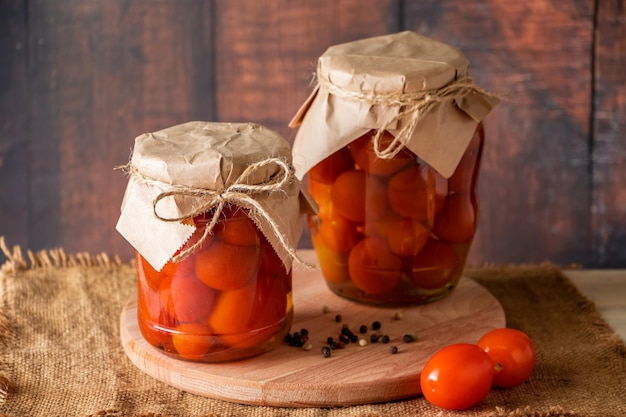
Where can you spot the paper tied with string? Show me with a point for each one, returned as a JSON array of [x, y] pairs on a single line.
[[195, 167], [415, 88]]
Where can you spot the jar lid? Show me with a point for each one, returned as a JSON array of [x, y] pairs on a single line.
[[184, 170], [416, 88]]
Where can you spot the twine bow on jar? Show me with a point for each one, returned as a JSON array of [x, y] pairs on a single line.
[[415, 105], [240, 193]]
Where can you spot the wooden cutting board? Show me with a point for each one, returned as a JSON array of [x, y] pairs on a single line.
[[292, 377]]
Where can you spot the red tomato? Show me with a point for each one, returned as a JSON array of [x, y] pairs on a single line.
[[373, 267], [348, 195], [513, 354], [457, 377]]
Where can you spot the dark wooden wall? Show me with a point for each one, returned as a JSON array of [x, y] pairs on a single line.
[[79, 79]]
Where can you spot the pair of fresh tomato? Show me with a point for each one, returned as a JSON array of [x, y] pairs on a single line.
[[459, 376]]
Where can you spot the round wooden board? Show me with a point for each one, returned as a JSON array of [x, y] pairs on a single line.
[[292, 377]]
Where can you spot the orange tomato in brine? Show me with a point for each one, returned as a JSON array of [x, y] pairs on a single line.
[[193, 340], [227, 267], [375, 197], [406, 237], [456, 222], [435, 266], [338, 233], [152, 318], [334, 265], [362, 150], [186, 298], [373, 267], [153, 277], [321, 193], [417, 192], [348, 195], [232, 316]]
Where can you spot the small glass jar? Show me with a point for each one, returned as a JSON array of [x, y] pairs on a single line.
[[390, 142], [214, 213], [393, 231], [230, 299]]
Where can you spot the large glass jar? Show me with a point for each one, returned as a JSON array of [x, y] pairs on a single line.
[[214, 213], [390, 142], [230, 299], [393, 231]]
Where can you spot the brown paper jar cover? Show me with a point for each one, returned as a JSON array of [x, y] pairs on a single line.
[[391, 141], [208, 159], [360, 84]]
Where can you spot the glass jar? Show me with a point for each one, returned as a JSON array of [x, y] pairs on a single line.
[[214, 213], [390, 142], [393, 231], [230, 299]]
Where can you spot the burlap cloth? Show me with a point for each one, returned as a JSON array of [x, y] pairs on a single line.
[[61, 353]]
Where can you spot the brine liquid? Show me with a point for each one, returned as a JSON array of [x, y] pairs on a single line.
[[393, 232], [231, 299]]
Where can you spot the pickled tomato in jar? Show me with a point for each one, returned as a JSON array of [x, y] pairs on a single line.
[[395, 231], [390, 141], [231, 298], [214, 212]]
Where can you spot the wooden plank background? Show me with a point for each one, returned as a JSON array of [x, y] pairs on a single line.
[[79, 79]]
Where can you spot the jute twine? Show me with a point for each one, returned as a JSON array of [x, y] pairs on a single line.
[[415, 105], [240, 193]]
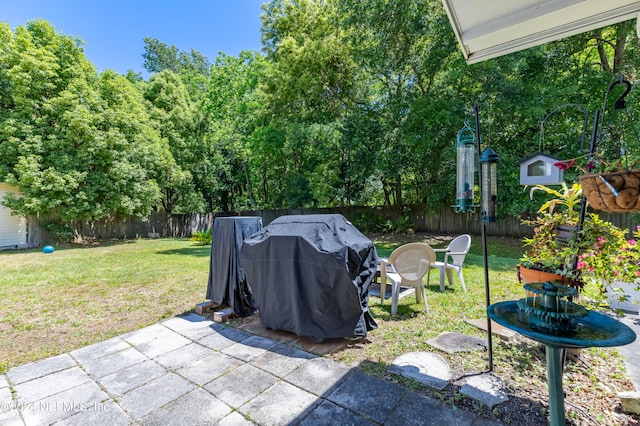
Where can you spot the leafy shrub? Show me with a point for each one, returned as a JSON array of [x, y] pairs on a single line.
[[202, 238], [61, 232]]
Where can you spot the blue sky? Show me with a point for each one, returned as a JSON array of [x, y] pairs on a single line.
[[113, 31]]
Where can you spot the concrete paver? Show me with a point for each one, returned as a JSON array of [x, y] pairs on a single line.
[[368, 396], [241, 385], [37, 369], [189, 370]]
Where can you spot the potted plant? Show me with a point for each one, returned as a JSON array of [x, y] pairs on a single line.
[[547, 253], [615, 189], [612, 268]]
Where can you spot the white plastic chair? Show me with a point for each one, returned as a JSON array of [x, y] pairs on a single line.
[[406, 267], [454, 256]]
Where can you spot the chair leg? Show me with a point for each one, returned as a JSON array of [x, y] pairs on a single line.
[[424, 297], [461, 278], [450, 276], [383, 289], [442, 273]]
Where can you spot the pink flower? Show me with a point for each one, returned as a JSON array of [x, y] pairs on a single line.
[[563, 165]]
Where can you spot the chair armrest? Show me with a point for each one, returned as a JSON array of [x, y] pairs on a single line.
[[424, 267]]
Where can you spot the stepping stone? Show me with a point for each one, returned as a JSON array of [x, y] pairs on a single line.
[[425, 367], [455, 342], [485, 388], [496, 329]]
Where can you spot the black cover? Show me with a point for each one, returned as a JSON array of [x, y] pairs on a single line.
[[310, 275], [227, 283]]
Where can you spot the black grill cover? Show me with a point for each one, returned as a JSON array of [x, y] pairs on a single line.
[[227, 283], [310, 275]]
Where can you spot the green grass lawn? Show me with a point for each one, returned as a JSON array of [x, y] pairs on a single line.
[[54, 303]]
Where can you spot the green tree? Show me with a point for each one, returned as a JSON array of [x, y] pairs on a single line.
[[70, 150]]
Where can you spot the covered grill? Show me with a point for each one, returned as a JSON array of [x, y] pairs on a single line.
[[227, 283], [310, 275]]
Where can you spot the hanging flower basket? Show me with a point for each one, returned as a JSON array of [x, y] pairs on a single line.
[[617, 192]]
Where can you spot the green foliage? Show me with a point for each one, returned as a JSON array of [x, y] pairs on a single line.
[[354, 102], [202, 238]]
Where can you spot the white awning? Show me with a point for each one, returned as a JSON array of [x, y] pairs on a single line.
[[486, 29]]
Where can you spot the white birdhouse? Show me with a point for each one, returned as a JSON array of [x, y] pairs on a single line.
[[539, 169]]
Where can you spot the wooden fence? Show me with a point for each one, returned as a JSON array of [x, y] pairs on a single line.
[[161, 225]]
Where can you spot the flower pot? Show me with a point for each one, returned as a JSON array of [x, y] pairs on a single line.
[[632, 302], [528, 275], [617, 192], [564, 233]]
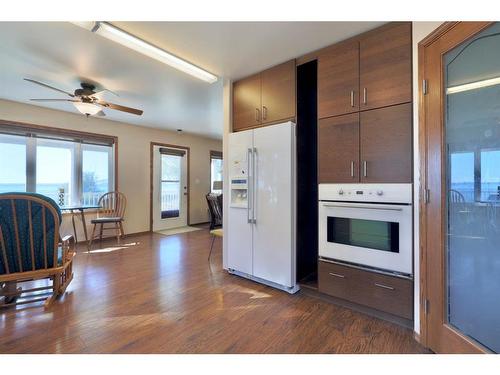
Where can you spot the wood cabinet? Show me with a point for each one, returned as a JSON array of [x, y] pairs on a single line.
[[367, 72], [382, 292], [278, 92], [247, 103], [385, 67], [338, 149], [265, 98], [370, 146], [338, 80], [386, 144]]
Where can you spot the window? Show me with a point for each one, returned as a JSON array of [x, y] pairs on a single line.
[[67, 167], [12, 163], [216, 172]]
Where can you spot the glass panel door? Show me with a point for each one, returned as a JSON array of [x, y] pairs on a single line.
[[171, 188], [472, 185]]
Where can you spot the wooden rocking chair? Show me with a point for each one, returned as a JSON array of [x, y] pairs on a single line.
[[31, 249]]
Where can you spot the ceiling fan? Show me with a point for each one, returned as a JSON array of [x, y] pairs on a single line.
[[86, 100]]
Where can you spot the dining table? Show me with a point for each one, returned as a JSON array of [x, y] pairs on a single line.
[[79, 209]]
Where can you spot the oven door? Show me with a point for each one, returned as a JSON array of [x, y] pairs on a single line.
[[370, 234]]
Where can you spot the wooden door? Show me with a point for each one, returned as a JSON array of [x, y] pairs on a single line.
[[438, 280], [247, 103], [385, 66], [338, 149], [278, 92], [338, 80], [386, 144]]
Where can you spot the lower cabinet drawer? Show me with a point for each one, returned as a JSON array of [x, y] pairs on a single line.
[[385, 293]]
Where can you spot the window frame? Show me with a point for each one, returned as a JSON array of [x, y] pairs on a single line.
[[32, 132], [214, 155]]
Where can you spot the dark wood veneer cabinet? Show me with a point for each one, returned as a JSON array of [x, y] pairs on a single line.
[[385, 67], [264, 98], [370, 146], [368, 72], [338, 149], [338, 80], [390, 294], [386, 144]]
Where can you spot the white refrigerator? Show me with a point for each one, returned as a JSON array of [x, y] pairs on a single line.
[[261, 217]]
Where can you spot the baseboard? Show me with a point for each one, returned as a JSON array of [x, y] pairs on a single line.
[[360, 308], [109, 236]]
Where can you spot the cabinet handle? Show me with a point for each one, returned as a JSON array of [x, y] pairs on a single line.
[[336, 275], [384, 286]]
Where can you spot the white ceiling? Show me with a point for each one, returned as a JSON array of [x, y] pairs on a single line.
[[62, 55]]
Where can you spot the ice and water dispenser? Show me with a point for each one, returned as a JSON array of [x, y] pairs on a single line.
[[239, 182]]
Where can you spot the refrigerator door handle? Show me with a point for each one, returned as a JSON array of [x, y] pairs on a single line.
[[254, 187], [249, 185]]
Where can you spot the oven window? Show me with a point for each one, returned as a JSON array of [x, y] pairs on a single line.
[[378, 235]]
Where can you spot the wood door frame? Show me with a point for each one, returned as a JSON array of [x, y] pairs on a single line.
[[423, 131], [151, 182]]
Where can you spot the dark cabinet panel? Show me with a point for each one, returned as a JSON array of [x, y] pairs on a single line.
[[338, 149], [247, 103], [385, 67], [385, 293], [386, 144], [338, 80], [278, 92]]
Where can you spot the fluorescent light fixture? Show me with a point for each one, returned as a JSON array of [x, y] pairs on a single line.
[[117, 35], [87, 108], [473, 85]]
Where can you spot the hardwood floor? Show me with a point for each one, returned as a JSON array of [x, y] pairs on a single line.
[[160, 295]]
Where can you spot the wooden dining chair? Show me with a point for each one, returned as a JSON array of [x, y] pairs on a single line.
[[111, 211], [32, 249]]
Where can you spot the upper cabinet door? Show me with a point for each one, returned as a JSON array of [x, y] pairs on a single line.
[[247, 103], [385, 67], [278, 92], [338, 149], [386, 144], [338, 80]]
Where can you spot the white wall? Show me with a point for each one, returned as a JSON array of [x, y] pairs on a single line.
[[133, 158], [419, 30], [227, 112]]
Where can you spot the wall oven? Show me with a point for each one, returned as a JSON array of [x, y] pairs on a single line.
[[368, 225]]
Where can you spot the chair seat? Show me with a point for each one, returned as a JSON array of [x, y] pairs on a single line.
[[103, 220], [217, 232]]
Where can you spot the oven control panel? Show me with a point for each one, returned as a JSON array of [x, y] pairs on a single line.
[[386, 193]]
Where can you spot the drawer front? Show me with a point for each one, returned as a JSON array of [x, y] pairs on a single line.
[[385, 293]]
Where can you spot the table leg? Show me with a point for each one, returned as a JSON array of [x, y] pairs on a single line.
[[84, 223], [74, 226]]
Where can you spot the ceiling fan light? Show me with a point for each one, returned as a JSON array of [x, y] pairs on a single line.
[[87, 108]]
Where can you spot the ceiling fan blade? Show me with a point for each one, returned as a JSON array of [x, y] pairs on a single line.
[[53, 100], [120, 107], [49, 87], [98, 94]]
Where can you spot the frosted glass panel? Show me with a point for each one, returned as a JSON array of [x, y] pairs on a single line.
[[472, 126]]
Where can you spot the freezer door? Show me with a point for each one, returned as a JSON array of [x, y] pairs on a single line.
[[274, 198], [239, 226]]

=======

**EXERCISE DESCRIPTION**
Copy out the lines starting at the one containing "Where can you spot the hardwood" and ending with the last line of the entries. Include nothing else.

**SOLUTION BELOW**
Where can you spot the hardwood floor? Show me with a point for each one, returned as a JSON array of [x, y] pairs on a single line.
[[160, 295]]
Where can you spot the wooden dining chair? Show me with a point for each one, returned as a JSON array of [x, y] pairs on a single line.
[[111, 211], [32, 249]]
Where can you spot the upper cabinet door? Show me with a point for each one, returned as a JSON array of [x, y] pairs on a single line.
[[247, 103], [385, 67], [278, 92], [338, 149], [386, 144], [338, 80]]
Where can you spot the white wall? Show me with a point for each one, returned as a JSON array of [x, y] pairs on a single line.
[[133, 158], [419, 30], [227, 112]]
Where can you spot the wall oven? Show me with a point for each one, returned as a JSON array of [x, y] pairs on a single line.
[[368, 225]]
Where can you spot the chair seat? Show me with a point for each one, returned as a JSON array of [x, y] pairs on a single line.
[[103, 220], [217, 232]]
Where can you spot the oven control panel? Show me with a point for each one, returned as a JSON array of [x, y] pairs on a single line.
[[386, 193]]
Where can you spot the drawer front? Show me with a point for each one, returned as a JSON array of [x, y] pairs on a single line.
[[385, 293]]
Where can you spot the table leg? Show me with a point for each one, returned as a JSON array of [x, y] pairs on a single line.
[[84, 223], [74, 226]]
Where can you spot the ceiling fan light? Show me with a point for each one, returned as a JSON array of [x, y] pairs on a single line.
[[87, 108]]
Where can you spot the ceiling fan blade? Show me with a point for each one, returned as a JSON array of [x, y] pairs on a single line.
[[53, 100], [120, 107], [49, 87], [98, 94]]
Where can you spot the frosted glass panel? Show me with a point for each one, returned as a JSON array of [x, y] pairs on a single line.
[[472, 126]]
Where can you spot the freezer door? Show me with a point for each one, returned as a JSON array of [x, y] pairs on a single line.
[[274, 198], [239, 226]]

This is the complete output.